Alors que je me resservais un verre d’un excellent Cava – le Champagne catalan – cette soirée qui se présentait sous les meilleurs auspices s’assombrit soudainement, sans que rien n’eût permis de le laisser prévoir auparavant.
Tout avait commencé vers 17h, alors qu’un saut imprévu au supermarché m’avait entraîné devant l’étal du boucher (il y a de bons bouchers dans certains supermarchés), et que je n’avais pu résister à la vue de tendrons de veau moelleux et fraîchement découpés, à la chair rosée et légèrement brillante, dont les cartilages blancs aux formes arrondies m’évoquaient quelques décorations d’oreilles précolombiennes. Un prix de 8,80€ le kg avait achevé de me convaincre que contrairement au masterplan initial, ce serait là l’élément principal du dîner du jour.
C’étaient ces mêmes tendrons qui revenaient gentiment devant moi, à présent, dans ma cocotte en fonte, avec quelques oignons hachés, en attendant la suite des opérations.
Je les avais saupoudrés de paprika. Pas le paprika hongrois rouge brique, séché au four et la plupart du temps sans grand intérêt, mais une variante plus rare, voire confidentielle, noire et huileuse, proche des piments fumés mexicains, et ramenée spécialement pour moi du souk d’Istambul par mon ami Patrick. Mon regard alternait entre les bulles de mon verre et les tendrons qui prenaient lentement couleur dans leur creuset.
Je regardais les pruneaux et les abricots secs qui devaient entrer dans la composition de ce qui deviendrait un tajine de veau, dont la perspective avait réjoui ce début de soirée. Le plaisir de la cuisine dure souvent plus longtemps dans l’imagination de celui qui la prépare que dans l’assiette de celui qui la déguste, et cette recette avait déjà acquis une réalité propre. Je l’avais déjà mise en bouche par la pensée : pruneaux fondants et sucrés, abricots à la texture plus élastique, avec une petite pointe acidulée, le croquant de quelques amandes, et pendant qu’on mâche, planant à la hauteur du nez, le mélange subtil de cannelle, coriandre et gingembre. Enfin les « tendrons » de veau si bien nommés, dans une sauce onctueuse, et les petits cartilages que l’on mordille, que l’on suçote jusqu’à en extraire toute parcelle sapide.

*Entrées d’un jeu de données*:
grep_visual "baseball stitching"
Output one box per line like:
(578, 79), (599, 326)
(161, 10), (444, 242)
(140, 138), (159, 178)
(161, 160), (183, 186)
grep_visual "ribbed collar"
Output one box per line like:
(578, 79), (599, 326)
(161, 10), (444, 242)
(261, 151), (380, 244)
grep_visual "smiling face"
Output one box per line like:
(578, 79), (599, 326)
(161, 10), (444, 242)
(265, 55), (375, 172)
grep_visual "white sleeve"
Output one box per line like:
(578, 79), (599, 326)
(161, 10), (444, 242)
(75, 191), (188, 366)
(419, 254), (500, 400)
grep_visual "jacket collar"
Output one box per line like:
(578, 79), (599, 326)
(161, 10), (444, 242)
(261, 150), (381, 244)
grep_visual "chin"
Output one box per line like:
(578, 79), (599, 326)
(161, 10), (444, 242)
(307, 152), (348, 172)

*Vos consignes*:
(1) Dans le passage sur le tajine de veau, recopiez tout ce qui va de « Alors que je » jusqu’à « laisser prévoir auparavant. ».
(2) Écrivez la suite du passage sur le tajine de veau, à partir de sa dernière phrase.

*Les réponses*:
(1)
Alors que je me resservais un verre d’un excellent Cava – le Champagne catalan – cette soirée qui se présentait sous les meilleurs auspices s’assombrit soudainement, sans que rien n’eût permis de le laisser prévoir auparavant.

(2)
Et pourtant cette fabuleuse perspective venait de perdre tout son attrait, à la seconde où je versais ce second verre de Cava…
A quoi tient l’idée d’un plat… Les senteurs et les goûts de la dégustation prochaine se dissipaient dans mon esprit comme une brume passagère. Etait-ce l’effet délétère de l’alcool ? La lassitude de manger un plat déjà dégusté par la pensée ? Seuls restaient ces tendrons de veau dans la cocotte et l’incertitude de leur destinée.
L’intensité de ce moment faisait converger les lignes infinies de l’horizon au milieu de cette cocotte, qui pouvait paraître pourtant bien banale à celui qui n’avait pas compris que le fil conducteur de la recette venait de disparaître à ce moment précis. Comment cuisiner un plat qu’on n’a plus envie de déguster ? Alors que c’est cette envie, et elle seule, qui éclaire le chemin pour que le plat arrive à son terme. Impossible de cuisiner en aveugle. Je me sentis soudain très las.
A ce point de la préparation le plat pouvait encore basculer vers une infinité d’autres recettes, qui défilaient devant mes yeux : l’ajout d’une boîte de tomates, de thym et de romarin nous amènerait vers un veau à l’Italienne, avec de délicieux spaghettis nappés de sauce tomate.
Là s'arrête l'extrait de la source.